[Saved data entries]
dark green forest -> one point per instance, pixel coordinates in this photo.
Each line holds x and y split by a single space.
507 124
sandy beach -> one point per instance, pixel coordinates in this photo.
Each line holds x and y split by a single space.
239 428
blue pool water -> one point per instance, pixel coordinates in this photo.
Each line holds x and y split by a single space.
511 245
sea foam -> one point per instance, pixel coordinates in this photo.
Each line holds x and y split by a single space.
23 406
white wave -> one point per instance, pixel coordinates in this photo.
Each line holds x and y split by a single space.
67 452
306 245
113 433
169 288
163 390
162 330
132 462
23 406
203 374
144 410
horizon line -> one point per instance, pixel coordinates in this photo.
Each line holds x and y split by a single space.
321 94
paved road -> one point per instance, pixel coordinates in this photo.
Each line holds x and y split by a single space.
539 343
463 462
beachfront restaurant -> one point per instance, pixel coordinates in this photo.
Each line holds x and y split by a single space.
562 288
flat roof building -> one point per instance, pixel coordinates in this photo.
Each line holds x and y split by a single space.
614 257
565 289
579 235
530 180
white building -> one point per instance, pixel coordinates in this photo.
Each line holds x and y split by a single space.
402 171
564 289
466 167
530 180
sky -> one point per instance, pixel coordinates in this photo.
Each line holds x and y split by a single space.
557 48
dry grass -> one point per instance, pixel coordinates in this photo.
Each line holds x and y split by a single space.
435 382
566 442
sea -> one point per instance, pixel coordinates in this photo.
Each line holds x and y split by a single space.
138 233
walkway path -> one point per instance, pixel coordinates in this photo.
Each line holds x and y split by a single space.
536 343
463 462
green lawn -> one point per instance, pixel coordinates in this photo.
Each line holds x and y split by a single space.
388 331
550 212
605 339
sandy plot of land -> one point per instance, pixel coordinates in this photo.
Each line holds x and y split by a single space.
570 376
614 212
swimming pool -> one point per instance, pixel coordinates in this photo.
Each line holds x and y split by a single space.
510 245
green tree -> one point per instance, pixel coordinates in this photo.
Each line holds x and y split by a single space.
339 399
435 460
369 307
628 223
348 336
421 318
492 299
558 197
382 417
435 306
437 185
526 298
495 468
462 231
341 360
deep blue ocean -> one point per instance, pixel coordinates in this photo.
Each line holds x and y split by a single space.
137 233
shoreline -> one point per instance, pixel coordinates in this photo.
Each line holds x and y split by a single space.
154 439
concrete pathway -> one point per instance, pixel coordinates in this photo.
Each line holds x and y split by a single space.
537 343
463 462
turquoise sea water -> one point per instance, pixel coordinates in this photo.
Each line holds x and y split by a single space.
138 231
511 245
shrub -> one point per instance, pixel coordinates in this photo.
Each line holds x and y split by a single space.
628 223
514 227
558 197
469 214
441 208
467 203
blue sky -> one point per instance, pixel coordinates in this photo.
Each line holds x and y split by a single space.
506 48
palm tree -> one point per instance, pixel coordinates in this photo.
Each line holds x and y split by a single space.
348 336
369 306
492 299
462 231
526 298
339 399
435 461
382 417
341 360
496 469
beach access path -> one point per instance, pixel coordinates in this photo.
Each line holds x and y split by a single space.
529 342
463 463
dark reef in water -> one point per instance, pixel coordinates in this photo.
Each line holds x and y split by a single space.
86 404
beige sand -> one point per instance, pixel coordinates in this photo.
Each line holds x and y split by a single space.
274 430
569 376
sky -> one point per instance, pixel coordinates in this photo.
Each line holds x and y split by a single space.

#### Task description:
A copy of each line above that holds the word "sandy" is the expected answer.

#### Result for this task:
sandy beach -> one point per instance, pixel coordinates in this photo.
sandy plot of land -> one point per instance, pixel coordinates in this photo.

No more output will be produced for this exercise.